TASK DIRECTIONS: Repeat the listing below word for word, leaving out the pictures.

EXERCISE MATERIAL:
..............................

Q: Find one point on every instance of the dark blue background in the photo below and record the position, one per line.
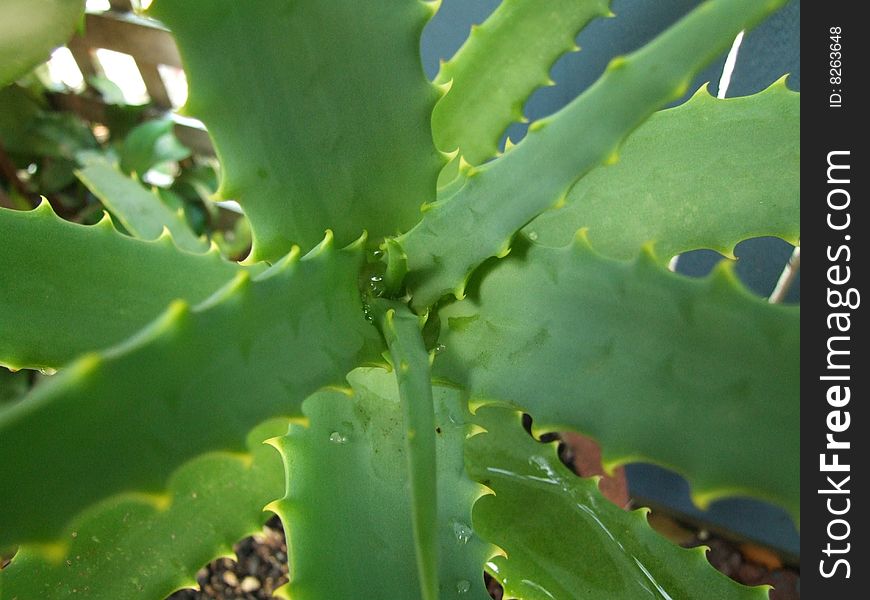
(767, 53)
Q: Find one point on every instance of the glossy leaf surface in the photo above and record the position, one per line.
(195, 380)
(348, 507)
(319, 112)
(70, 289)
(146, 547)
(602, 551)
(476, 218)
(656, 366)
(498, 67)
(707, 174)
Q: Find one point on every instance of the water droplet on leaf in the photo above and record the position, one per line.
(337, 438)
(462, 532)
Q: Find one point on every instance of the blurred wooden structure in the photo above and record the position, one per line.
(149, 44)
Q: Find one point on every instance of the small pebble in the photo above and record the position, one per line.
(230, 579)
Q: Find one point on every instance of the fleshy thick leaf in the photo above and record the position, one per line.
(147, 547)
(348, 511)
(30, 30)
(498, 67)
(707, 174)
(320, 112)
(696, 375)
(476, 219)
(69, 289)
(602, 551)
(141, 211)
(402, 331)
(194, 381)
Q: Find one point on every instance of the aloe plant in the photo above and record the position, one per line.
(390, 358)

..............................

TASK RESPONSE:
Q: Find one point on every instance of the dark blue background in the photo below and record the position, one per line.
(767, 53)
Q: Find one point on every instance of the glossy leaf surface in the photo above and record the position, one per line.
(195, 380)
(348, 507)
(319, 112)
(70, 289)
(146, 547)
(602, 551)
(476, 218)
(656, 366)
(498, 67)
(707, 174)
Q: Find one point on every instance of the water droplet on leaf in the photo above and record the position, one per line.
(337, 438)
(462, 532)
Q: Find one point on every instance of the blurred wooden structure in the photo above and record the position, one per line.
(149, 44)
Q: Find one point on every instance of the small pebble in the photo above and record the position, one per line.
(230, 579)
Q: Find one point on every instance of the fleshy thick leaf in the photo above and record the position, one per line.
(147, 547)
(348, 511)
(30, 30)
(498, 67)
(707, 174)
(320, 112)
(696, 375)
(476, 219)
(69, 289)
(602, 551)
(141, 211)
(402, 331)
(194, 381)
Q: Find one point on every instance of the aloe plant in the photo above and record the position, one per line.
(390, 358)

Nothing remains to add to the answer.